Having seen the possibilities of mind-broadening in Limerick, the final part of this western tour took in a project which is mind-blowing. Admittedly the good people of the townland of Skenakilla would never for a minute think of themselves as being in the west, but for the rest of us this hidden spot beyond Mitchellstown in North Cork seems to be in the middle of nowhere. But then when you’ve found it, and spent a bit of time with the ebullient Bill Trafford in his remarkable Alchemy Marine boat workshop in Skenakilla, you feel you’re at the hub of the universe.
Bill is another case of Mna na hEireann reeling them in – a classic yachtbuilder and particularly an enthusiast for the International 6 Metre Class, he met an Irish girl and that was that. He made a living plying his highly specialized trade the length and breadth of our island working from a van, and then discovered his own niche in doing interesting, indeed extraordinary things, with old fibreglass boats.
He’s unusual in that he’s as enthusiastic about the wide potential of glassfibre construction as he is profoundly satisfied by working in wood to the highest classic yacht standards. While his special abilities were well known to a select few, he came to international notice last year when one of his masterpieces, the complete re-working of a seemingly tired little Elizabthan 23 into an elegant 26ft sloop with a classic New England style, was awarded a top prize in the Classic Boat annual competition.
His current project for a Cork owner is even more intriguing, the transformation of an ordinary and no longer young Etchells 22 into a 34ft LOA day cruiser of unique appearance. He has raised the topsides using glassfibre moulding to give her a completely fresh sheerline, he has transformed the stern by giving it a new-look counter with a curving transom which gives more than a nod in the direction of the unique sterns of the Friendship sloops of Maine, and he has built the most beautiful coachroof in the best Knud Reimers style to provide a boat which comes with a heady combination of Down East and Scandinavia to her.
The stern is lengthened such that the LOA is now 34ft instead of the original 30.5ft, and the possibilities this has provided for a large cockpit to match the very pleasant accommodation (including a proper toilet compartment and a Beta diesel auxiliary) have been met by moving the entire rudder half a metre aft.
With his experience of tweaking boats this way and that, Bill reckons the sailing balance will if anything be improved by this re-location of the rudder. Personally, in the standard Etchells I’d always thought it too far forward anyway, so I could live with this change, yet found it entertaining to note that while he talked of moving the rudder aft by half a metre, when I asked him how he calculated the perfect-looking camber in the new deck, he said his rule of thumb is one inch for every four feet of beam. This is as near as dammit one in fifty, but his mixture of measurement systems makes him just like the rest of us who are mere bodgers, for when we’re measuring something we just use the side of the steel rule which comes up first, be it metric or imperial…….
※
[TASK BRIEF]
Answer these questions on the text about Bill Trafford's boat workshop:
1. In which competition did his reworked 26ft sloop win a top prize?
2. What is the Etchells 22's overall length now, and what was it originally?
3. What rule of thumb does he use for the camber of the new deck?
The lines that come next are separate material, unrelated to the text.

[GIVEN MATERIAL]
※
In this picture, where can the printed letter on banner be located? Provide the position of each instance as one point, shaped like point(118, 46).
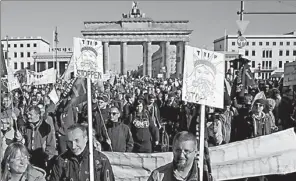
※
[RESPONSE BELOW]
1. The Classic Boat annual competition.
2. It is now 34ft, up from the original 30.5ft.
3. One inch of camber for every four feet of beam.